> [Directions for this task]
Give back all the data exactly, line by line.

[Records provided — start]

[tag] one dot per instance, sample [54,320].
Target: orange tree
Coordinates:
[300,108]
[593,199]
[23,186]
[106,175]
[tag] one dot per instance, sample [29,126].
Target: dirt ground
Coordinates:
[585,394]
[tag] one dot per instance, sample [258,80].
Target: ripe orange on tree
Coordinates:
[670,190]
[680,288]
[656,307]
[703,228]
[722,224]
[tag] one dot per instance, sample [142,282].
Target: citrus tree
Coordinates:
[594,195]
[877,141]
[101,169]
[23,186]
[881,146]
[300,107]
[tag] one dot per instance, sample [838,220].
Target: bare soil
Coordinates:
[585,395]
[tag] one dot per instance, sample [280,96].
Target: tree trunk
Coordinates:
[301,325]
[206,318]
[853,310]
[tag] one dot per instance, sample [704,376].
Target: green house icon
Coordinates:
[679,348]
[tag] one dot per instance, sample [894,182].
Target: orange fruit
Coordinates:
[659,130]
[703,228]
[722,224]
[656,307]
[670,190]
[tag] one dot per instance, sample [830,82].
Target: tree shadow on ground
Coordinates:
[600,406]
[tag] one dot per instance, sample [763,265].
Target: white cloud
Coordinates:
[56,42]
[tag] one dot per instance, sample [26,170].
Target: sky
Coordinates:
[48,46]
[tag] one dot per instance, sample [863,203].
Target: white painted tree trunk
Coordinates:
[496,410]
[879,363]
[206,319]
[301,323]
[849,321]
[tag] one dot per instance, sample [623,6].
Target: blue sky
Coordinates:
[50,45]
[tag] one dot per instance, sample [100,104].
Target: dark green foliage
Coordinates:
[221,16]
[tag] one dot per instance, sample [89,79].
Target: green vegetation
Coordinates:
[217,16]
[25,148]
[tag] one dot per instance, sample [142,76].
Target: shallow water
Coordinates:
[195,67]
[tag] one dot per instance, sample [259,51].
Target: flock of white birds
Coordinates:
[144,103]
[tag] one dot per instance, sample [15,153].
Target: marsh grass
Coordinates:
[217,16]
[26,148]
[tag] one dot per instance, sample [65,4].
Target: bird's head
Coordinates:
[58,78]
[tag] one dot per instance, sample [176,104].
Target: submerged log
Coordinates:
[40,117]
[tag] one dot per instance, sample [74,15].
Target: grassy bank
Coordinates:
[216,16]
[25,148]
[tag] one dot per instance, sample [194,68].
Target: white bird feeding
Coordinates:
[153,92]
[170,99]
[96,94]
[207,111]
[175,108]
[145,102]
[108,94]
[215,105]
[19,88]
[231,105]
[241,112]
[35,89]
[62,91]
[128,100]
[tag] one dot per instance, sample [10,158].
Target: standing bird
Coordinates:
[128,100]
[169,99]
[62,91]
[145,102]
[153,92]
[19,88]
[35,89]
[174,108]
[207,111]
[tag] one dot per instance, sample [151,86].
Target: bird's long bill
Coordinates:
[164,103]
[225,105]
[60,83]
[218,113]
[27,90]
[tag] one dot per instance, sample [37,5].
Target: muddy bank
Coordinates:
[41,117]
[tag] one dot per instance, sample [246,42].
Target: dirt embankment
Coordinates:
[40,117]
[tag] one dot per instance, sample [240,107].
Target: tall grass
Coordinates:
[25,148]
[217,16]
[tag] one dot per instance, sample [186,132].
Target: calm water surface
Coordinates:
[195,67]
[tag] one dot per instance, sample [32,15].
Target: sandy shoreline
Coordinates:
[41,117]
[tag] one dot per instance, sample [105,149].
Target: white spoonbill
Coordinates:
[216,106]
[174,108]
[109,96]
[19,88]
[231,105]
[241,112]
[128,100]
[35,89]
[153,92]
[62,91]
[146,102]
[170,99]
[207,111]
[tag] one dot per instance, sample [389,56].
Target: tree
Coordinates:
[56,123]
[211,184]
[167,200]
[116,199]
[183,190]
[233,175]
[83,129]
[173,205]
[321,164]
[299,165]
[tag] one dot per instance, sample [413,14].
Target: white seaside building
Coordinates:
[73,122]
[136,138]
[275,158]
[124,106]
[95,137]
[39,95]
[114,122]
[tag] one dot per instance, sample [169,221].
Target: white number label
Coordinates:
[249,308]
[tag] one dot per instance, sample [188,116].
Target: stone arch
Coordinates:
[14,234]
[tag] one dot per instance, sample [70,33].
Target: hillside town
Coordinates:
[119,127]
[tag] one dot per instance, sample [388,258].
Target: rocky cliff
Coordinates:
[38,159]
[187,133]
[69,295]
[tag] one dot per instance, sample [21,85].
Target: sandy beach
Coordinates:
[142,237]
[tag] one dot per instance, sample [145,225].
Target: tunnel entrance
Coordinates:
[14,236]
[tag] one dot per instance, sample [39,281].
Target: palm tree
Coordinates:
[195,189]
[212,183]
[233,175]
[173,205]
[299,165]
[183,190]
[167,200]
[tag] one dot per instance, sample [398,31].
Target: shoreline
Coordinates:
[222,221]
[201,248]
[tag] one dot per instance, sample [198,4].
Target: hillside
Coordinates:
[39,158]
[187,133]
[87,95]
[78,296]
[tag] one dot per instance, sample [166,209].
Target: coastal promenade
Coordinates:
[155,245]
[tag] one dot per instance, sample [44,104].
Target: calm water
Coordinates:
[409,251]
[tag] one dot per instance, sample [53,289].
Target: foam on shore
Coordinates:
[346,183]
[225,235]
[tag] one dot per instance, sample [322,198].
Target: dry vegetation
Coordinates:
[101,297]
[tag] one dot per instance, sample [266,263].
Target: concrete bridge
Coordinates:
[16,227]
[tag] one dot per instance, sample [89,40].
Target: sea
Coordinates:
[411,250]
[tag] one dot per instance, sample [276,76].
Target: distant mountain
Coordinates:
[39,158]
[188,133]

[Records provided — finish]

> [Solution below]
[tag] one dot per instance, sample [54,320].
Target: orange tree
Coordinates:
[300,108]
[593,199]
[23,186]
[106,175]
[tag] one dot per instance, sample [29,126].
Target: dirt ground
Coordinates:
[585,394]
[tag] one dot per instance, sample [258,80].
Target: ripe orange on tree
Coordinates:
[670,190]
[680,288]
[656,307]
[703,228]
[722,224]
[tag] one dot per instance, sample [142,282].
Target: citrus tree
Coordinates:
[594,195]
[877,141]
[101,169]
[23,186]
[881,146]
[300,107]
[tag] one dot per instance, sample [838,220].
Target: bare soil
Coordinates:
[585,395]
[tag] one dot per instance, sample [280,96].
Target: tree trunk
Coordinates:
[301,325]
[206,318]
[853,310]
[tag] one dot per instance, sample [704,376].
Target: green house icon
Coordinates:
[679,348]
[tag] one dot per instance, sample [894,182].
Target: orange fruit
Coordinates:
[659,130]
[703,228]
[722,224]
[656,307]
[670,190]
[tag] one dot per instance, sample [830,82].
Target: tree shadow on ground
Coordinates:
[600,406]
[tag] one dot per instance, sample [763,265].
Target: white cloud
Coordinates:
[56,42]
[tag] one dot per instance, sample [26,170].
Target: sky
Coordinates:
[48,46]
[tag] one dot per instance, sample [863,203].
Target: white painted tree trunk
Coordinates:
[496,410]
[879,363]
[206,319]
[301,323]
[849,321]
[tag] one dot per instance, sample [623,6].
Target: blue sky
Coordinates:
[50,45]
[tag] one dot per instance, sample [100,104].
Target: dark green foliage
Coordinates:
[221,16]
[tag] one dot per instance, sample [89,79].
Target: green vegetation
Coordinates:
[217,16]
[25,148]
[tag] one dot per instance, sample [142,76].
Target: shallow water
Coordinates:
[195,67]
[tag] one dot per instance, sample [259,51].
Target: flock of white birds
Coordinates:
[144,103]
[tag] one dot per instance, sample [15,153].
Target: marsh grass
Coordinates:
[217,16]
[26,148]
[tag] one dot per instance, sample [65,4].
Target: bird's head
Coordinates:
[58,78]
[tag] one dot per instance, sample [176,104].
Target: submerged log
Coordinates:
[40,117]
[tag] one dot per instance, sample [74,15].
Target: grassy bank
Coordinates:
[216,16]
[25,148]
[tag] one dot per instance, sample [194,68].
Target: white bird feeding
Coordinates:
[153,92]
[170,99]
[96,94]
[207,111]
[175,108]
[145,102]
[108,94]
[215,105]
[19,88]
[231,105]
[241,112]
[35,89]
[62,91]
[128,100]
[tag] one dot per instance, sample [10,158].
Target: standing bird
Coordinates:
[128,100]
[169,99]
[62,91]
[145,102]
[153,92]
[19,88]
[35,89]
[174,108]
[207,111]
[tag] one dot per instance, sample [151,86].
Target: bird's long bill
Coordinates:
[164,103]
[225,105]
[60,83]
[218,113]
[27,90]
[tag] one dot per instance, sample [37,5].
Target: muddy bank
Coordinates:
[41,117]
[tag] one dot per instance, sample [246,42].
Target: dirt embankment
Coordinates:
[40,117]
[tag] one dot per instance, sample [240,107].
Target: tall grass
Coordinates:
[25,148]
[217,16]
[tag] one dot per instance, sample [186,132].
Target: calm water surface
Coordinates:
[195,67]
[tag] one dot per instance, sample [32,15].
Target: sandy shoreline
Coordinates:
[41,117]
[tag] one dot per instance, sample [105,149].
Target: white spoonbill
Coordinates:
[216,106]
[174,108]
[109,96]
[19,88]
[231,105]
[241,112]
[128,100]
[35,89]
[153,92]
[62,91]
[146,102]
[170,99]
[207,111]
[tag] one dot per instance, sample [389,56].
Target: tree
Coordinates:
[56,123]
[211,184]
[167,200]
[116,199]
[183,190]
[233,175]
[83,129]
[173,205]
[321,164]
[299,165]
[tag] one dot per instance, sample [413,14].
Target: white seaside building
Coordinates:
[73,122]
[136,138]
[275,158]
[124,106]
[95,137]
[39,95]
[114,122]
[tag] one dot per instance, sample [169,221].
Target: white number label
Coordinates:
[249,308]
[tag] one dot per instance, sample [188,116].
Target: stone arch
Coordinates:
[14,234]
[tag] one dot per instance, sample [70,33].
Target: hillside town
Coordinates:
[119,127]
[tag] one dot per instance, sample [388,258].
Target: rocky cliff
Coordinates:
[38,159]
[187,133]
[69,295]
[tag] one dot per instance, sample [21,85].
Target: sandy beach
Coordinates:
[142,237]
[tag] one dot per instance, sample [145,225].
Target: tunnel entrance
Coordinates:
[14,236]
[tag] one dot per instance, sample [39,281].
Target: palm tree
Coordinates:
[195,189]
[212,183]
[233,175]
[173,205]
[299,165]
[183,190]
[167,200]
[tag] one dot per instance, sample [398,31].
Target: shoreline
Coordinates:
[222,221]
[201,248]
[tag] one dot per instance, sample [198,4].
Target: hillside
Coordinates:
[39,158]
[187,133]
[87,95]
[78,296]
[tag] one dot per instance, sample [166,209].
Target: coastal promenade
Coordinates:
[155,245]
[tag] one dot per instance, sample [44,104].
Target: calm water
Coordinates:
[409,251]
[tag] one dot per instance, sample [53,289].
Target: foam on shore
Coordinates:
[346,183]
[225,235]
[tag] one dot per instance, sample [322,198].
Target: dry vegetation
Coordinates:
[101,297]
[tag] one dot per instance, sample [266,263].
Target: concrete bridge
Coordinates:
[16,227]
[tag] one dot per instance, sample [89,40].
Target: sea
Coordinates:
[411,250]
[tag] one dot per instance, sample [276,76].
Target: distant mountain
Coordinates:
[39,158]
[188,133]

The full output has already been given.